== TASKS ==
1 - Answer these questions from the article on Fred Coe below, one line each:
(a) In what year did Coe win the Tony Award for Best Play, and for which production?
(b) What was the occupation of Coe's mother?
(c) On what date did Lights Out move from radio to TV?
2 - In the article on Fred Coe below, turn the paragraph beginning "Frederick Hayden Hughs Coe was born on December 23, 1914" into a short bulleted list that keeps its main facts.
3 - Decide whether each statement agrees with the article on Fred Coe below. Answer yes or no, and quote the words from the article that settle it.
(a) Coe won every Emmy Award he was nominated for.
(b) Coe served in the U.S. Army Air Forces during World War II.
(c) Coe began at NBC as a production manager in 1945.

== DOCUMENT EXTRACT ==
◆ ◆ ◆ ◆ ◆ ◆ ◆
- Born: Frederick Hayden Hughs Coe December 23, 1914 Alligator, Mississippi, U.S.
- Died: April 29, 1979 (aged 64) Los Angeles, California, U.S.
- Education: Peabody College; Yale Drama School; ;
- Occupations: Director, producer
- Years active: 1945–1979

= Fred Coe =

American theatre, film, and television director & producer (1914-1979)

Frederick Hayden Hughs Coe (December 23, 1914 – April 29, 1979) was an American director and producer, of theatre, television, and film. He was nominated for the Tony Award for Best Play a total of six times, winning in 1960 for the original production of The Miracle Worker.

To television audiences, he was known for his contributions to dramatic anthology programs during the Golden Age of Television. He won two Emmy Awards, out of six total nominations. He was also nominated for an Academy Award for Best Picture for the film A Thousand Clowns (1965), which he both produced and directed.

==Early life==
Frederick Hayden Hughs Coe was born on December 23, 1914, in Alligator, Mississippi. His father, F. H. H. Coe, was an attorney; his mother, Annette Harrell Coe, was a nurse. Coe grew up in Buckhorn, Kentucky, and Nashville, Tennessee. He attended Peabody Demonstration School in Nashville and Peabody College, before studying at the Yale Drama School. While he lived in Nashville he was active with the Nashville Community Playhouse and founded the Hillsboro Players.

Coe went to Columbia, South Carolina, in 1940 after his graduate work at Yale. There he was director and manager of the Town Theater, which he developed into a venue for new plays. Coe served in the U.S. Army Air Forces during World War II.

== Career ==

=== Television ===
He started as a production manager at NBC in 1945. Coe made his mark in the early years of network television when Lights Out moved from radio to TV on July 3, 1946. Variety reviewed:
Credit for the show's all-around excellence belongs jointly to scripter Wyllis Cooper and producer Fred Coe. Cooper was the last writer of the radio version with an eight-week series on the NBC net last summer. (Show returns for eight weeks Sat. (6) as replacement for Judy Canova). He followed Arch Oboler at the task and has made the switch from radio to tele without a single letdown in the program's eerie quality. Coe, whose light on NBC television has been partly hidden in the past by Ed Sobol and Ernie Colling, both of whom won ATS awards this last year, has come into his own with this show and should now rank right at the top of the heap. Story, titled First Person Singular, concerned a psychopathic killer whose wife's constant nagging, extreme sloppiness, etc., led him to strangle her in their apartment on one of those blistering summer evenings. Killer was never seen, with the camera following the action and taking in just what the eyes of the murderer would see. Thoughts in the killer's subconscious, meanwhile, told what might go on in the mind of such a person as he contemplates his crime, is convicted in court and then hanged. Coe achieved some admirable effects with the camera, drawing the viewer both into the killer's mind and into the action. Use of a spiral montage effect bridged the gap between scenes very well and the integration of film to point up the killer's dream of a cool, placid existence and to heighten the shock effect as the hangman ended his life was excellent. Technical director Bill States was on the beam with the controls in following Coe's direction.
◆ ◆ ◆ ◆ ◆ ◆ ◆
== DATASET CONTENT ==

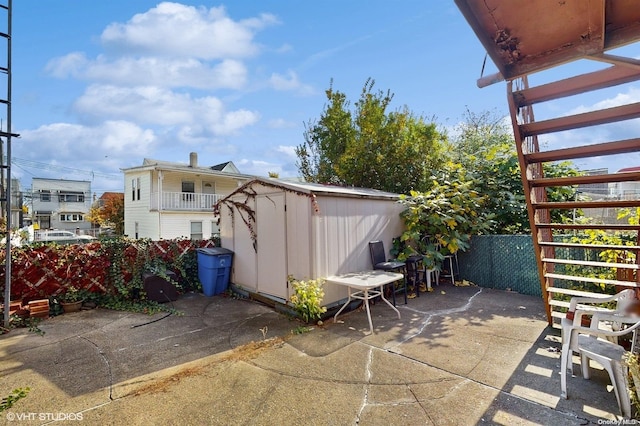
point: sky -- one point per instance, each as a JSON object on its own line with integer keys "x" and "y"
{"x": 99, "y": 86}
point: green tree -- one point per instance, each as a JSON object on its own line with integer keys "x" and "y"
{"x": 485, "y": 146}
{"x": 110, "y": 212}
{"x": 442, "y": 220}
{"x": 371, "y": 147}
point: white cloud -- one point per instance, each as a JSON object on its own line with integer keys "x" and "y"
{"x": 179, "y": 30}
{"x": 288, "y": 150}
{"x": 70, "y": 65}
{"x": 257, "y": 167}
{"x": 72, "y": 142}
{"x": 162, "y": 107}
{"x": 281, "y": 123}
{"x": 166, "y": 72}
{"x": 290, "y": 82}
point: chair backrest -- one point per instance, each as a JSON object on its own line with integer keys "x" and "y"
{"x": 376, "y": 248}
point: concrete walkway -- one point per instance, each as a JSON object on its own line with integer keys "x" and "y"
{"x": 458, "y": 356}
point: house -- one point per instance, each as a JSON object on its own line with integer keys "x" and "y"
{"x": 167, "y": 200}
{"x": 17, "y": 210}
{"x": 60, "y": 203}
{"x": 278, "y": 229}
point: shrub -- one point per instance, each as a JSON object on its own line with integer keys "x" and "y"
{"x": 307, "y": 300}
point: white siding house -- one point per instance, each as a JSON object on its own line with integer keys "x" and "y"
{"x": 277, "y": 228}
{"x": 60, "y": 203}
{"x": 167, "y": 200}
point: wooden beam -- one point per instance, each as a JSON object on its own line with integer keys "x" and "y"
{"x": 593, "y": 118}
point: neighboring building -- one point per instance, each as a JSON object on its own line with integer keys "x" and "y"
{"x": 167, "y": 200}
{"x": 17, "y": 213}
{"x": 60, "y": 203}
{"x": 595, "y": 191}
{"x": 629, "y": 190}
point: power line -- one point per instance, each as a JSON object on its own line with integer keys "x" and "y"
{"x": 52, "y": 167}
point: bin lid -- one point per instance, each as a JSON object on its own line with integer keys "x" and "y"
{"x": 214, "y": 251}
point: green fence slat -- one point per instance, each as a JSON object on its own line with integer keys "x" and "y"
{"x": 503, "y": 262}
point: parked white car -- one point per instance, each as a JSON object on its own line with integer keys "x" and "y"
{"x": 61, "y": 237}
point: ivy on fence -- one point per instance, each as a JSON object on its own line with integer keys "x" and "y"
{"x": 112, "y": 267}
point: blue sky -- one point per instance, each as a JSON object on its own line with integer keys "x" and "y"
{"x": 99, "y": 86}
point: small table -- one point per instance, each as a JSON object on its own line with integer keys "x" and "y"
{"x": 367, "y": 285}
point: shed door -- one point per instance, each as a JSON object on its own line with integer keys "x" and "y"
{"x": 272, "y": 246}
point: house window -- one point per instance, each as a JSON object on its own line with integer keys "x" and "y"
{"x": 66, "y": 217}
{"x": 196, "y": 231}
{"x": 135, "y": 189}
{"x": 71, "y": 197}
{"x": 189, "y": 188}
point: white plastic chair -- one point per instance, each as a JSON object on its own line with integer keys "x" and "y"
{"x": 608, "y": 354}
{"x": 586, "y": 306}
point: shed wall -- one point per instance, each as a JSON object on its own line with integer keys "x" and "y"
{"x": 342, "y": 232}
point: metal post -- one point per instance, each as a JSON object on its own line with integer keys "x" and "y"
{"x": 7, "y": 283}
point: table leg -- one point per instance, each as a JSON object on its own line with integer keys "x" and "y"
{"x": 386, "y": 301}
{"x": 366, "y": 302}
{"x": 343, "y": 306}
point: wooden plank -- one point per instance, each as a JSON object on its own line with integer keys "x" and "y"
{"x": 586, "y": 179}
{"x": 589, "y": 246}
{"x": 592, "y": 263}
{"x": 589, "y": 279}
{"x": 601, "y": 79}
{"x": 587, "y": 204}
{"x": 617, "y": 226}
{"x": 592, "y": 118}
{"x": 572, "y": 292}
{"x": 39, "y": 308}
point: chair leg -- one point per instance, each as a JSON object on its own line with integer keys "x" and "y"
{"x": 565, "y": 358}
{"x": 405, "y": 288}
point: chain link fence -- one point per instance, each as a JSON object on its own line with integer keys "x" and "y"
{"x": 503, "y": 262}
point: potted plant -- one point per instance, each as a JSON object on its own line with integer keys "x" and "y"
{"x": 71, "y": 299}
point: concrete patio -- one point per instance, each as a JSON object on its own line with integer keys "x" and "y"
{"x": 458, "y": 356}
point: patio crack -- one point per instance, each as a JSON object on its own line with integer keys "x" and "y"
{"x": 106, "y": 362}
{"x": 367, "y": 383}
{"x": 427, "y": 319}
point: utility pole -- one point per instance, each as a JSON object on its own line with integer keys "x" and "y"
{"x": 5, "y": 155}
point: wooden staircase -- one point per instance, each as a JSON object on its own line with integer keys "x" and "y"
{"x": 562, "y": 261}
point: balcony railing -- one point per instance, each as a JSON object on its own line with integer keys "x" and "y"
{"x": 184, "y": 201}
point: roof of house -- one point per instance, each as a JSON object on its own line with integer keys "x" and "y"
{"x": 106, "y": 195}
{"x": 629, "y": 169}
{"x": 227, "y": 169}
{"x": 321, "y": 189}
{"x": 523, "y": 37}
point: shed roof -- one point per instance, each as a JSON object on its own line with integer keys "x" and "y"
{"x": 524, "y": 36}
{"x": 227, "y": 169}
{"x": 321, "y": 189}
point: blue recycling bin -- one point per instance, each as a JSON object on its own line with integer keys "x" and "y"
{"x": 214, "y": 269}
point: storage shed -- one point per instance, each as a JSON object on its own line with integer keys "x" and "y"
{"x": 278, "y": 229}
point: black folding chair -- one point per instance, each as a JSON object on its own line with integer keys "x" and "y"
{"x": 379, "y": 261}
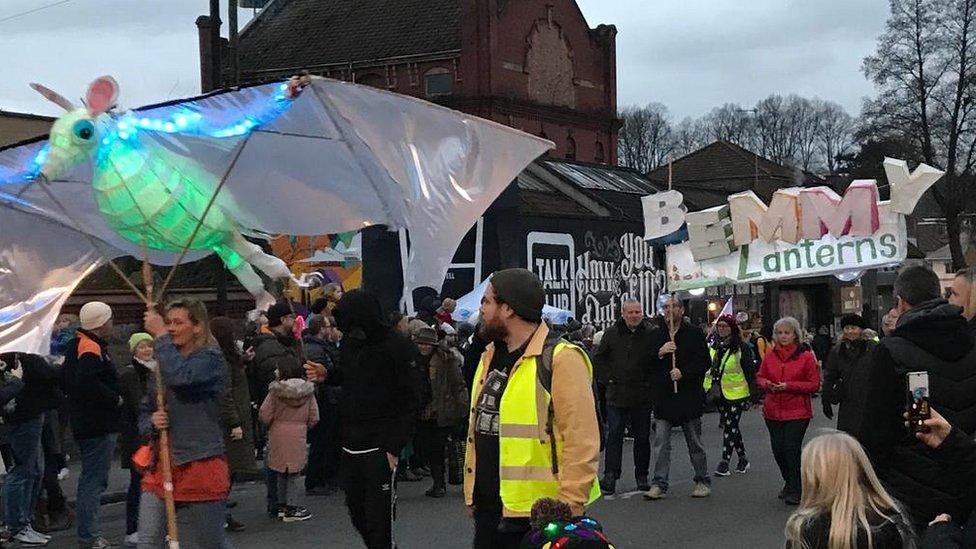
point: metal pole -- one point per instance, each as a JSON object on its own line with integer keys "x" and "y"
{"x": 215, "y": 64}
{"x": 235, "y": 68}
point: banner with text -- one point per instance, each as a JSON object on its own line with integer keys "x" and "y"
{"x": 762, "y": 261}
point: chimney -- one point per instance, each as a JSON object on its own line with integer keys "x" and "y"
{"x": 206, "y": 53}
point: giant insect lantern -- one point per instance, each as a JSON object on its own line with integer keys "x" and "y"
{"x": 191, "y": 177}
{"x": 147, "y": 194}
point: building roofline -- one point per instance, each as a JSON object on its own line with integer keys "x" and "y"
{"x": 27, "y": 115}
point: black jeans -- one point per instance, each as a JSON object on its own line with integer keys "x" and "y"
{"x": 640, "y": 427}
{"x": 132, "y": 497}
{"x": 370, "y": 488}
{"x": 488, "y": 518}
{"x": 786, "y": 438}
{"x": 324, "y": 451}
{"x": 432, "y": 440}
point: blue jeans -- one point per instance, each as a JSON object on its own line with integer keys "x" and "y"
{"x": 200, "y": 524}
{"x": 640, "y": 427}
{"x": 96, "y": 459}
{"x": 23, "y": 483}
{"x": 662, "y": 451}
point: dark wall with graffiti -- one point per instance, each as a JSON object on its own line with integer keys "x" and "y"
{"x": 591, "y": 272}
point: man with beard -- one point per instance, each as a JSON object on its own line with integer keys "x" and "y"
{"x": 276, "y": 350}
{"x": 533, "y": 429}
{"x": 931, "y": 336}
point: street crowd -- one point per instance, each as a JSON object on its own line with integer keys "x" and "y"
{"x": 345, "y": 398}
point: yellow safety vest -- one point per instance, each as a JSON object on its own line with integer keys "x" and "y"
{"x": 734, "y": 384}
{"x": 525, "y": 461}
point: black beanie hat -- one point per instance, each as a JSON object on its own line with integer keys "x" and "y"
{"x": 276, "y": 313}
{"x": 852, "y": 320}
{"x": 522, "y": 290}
◆ ◆ ◆ ◆ ◆ ◆ ◆
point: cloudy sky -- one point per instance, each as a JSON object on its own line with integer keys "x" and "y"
◆ ◆ ◆ ◆ ◆ ◆ ◆
== FULL SOLUTIONS ==
1 -
(a) 1960, for the original production of The Miracle Worker.
(b) She was a nurse.
(c) July 3, 1946.

2 -
- Born December 23, 1914, in Alligator, Mississippi
- Father F. H. H. Coe was an attorney; mother Annette Harrell Coe was a nurse
- Grew up in Buckhorn, Kentucky, and Nashville, Tennessee
- Attended Peabody Demonstration School and Peabody College, then the Yale Drama School
- In Nashville, was active with the Nashville Community Playhouse and founded the Hillsboro Players

3 -
(a) No: "He won two Emmy Awards, out of six total nominations."
(b) Yes: "Coe served in the U.S. Army Air Forces during World War II."
(c) Yes: "He started as a production manager at NBC in 1945."